_Instructions for the task_. Across both blocks below, how many lines contain the string "pole"? Give only the tally.

_Records provided_.
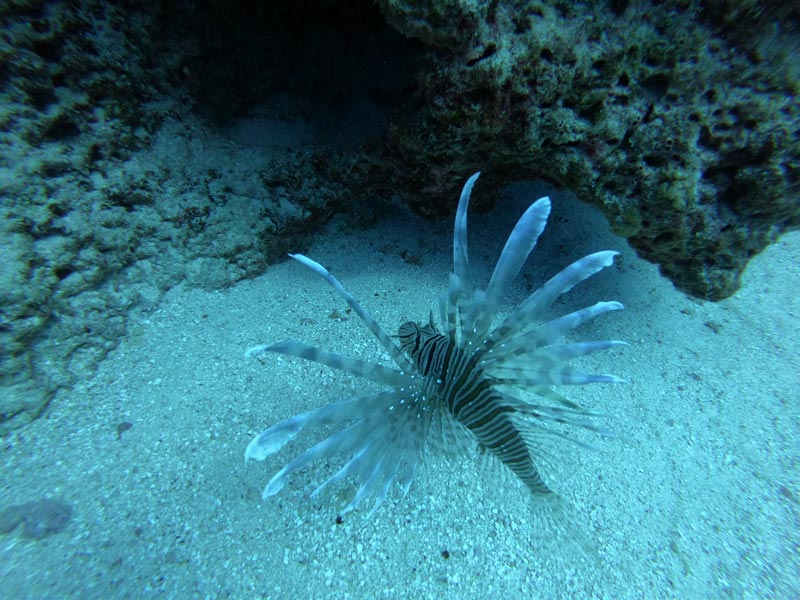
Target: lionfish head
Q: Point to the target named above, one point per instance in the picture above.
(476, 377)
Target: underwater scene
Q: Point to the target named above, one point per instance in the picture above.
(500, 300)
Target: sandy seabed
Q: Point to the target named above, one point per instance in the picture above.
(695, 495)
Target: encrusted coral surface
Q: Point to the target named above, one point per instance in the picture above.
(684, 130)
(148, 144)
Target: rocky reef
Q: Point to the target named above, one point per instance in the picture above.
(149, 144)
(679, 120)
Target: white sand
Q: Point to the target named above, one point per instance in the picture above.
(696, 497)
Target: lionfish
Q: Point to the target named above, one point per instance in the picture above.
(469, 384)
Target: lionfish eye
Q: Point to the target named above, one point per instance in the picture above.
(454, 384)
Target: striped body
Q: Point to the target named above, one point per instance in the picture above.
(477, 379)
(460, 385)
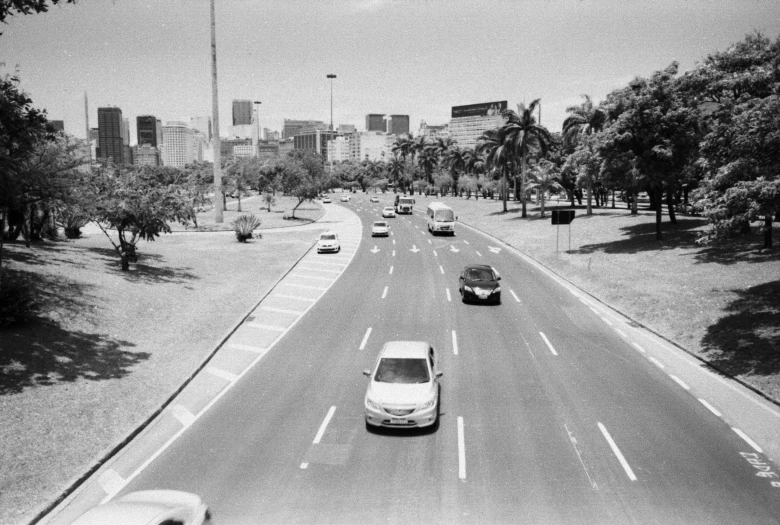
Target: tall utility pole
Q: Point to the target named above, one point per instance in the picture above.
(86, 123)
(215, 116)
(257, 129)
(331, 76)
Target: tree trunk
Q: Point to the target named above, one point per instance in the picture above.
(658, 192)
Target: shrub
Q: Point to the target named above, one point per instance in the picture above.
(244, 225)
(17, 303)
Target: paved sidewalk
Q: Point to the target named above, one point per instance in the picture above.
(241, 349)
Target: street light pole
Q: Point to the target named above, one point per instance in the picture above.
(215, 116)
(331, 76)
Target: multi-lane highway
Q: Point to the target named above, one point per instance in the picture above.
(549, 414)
...
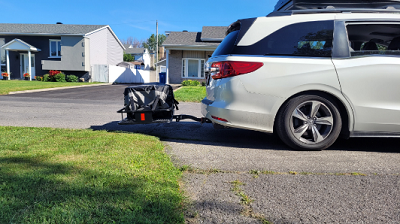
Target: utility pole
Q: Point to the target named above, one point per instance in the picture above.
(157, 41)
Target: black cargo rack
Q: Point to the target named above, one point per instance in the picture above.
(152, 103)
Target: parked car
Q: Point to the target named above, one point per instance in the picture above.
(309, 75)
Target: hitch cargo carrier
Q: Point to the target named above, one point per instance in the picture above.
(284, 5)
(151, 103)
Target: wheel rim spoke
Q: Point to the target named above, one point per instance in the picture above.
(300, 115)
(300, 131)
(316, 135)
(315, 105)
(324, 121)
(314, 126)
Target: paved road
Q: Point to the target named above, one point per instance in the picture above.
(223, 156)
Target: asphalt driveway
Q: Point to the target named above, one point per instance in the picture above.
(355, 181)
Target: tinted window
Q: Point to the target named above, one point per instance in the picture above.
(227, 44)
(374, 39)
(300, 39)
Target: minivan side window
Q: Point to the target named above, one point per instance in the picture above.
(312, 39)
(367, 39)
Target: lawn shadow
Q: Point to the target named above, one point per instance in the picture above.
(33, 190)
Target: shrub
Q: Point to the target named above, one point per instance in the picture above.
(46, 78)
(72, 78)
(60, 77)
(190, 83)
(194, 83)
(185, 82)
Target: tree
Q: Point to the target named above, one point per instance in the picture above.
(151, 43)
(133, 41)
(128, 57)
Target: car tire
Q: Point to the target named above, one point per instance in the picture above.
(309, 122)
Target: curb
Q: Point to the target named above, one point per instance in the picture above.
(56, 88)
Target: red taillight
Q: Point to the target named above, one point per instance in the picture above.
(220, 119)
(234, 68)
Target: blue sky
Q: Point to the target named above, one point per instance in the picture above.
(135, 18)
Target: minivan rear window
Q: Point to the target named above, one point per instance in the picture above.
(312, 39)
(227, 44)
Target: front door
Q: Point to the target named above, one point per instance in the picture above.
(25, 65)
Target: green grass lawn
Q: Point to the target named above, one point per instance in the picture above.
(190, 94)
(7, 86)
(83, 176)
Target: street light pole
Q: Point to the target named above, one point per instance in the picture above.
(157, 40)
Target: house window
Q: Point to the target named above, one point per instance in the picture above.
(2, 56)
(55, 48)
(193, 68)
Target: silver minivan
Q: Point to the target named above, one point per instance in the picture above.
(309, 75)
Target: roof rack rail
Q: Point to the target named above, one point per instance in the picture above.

_Solved exercise_. 4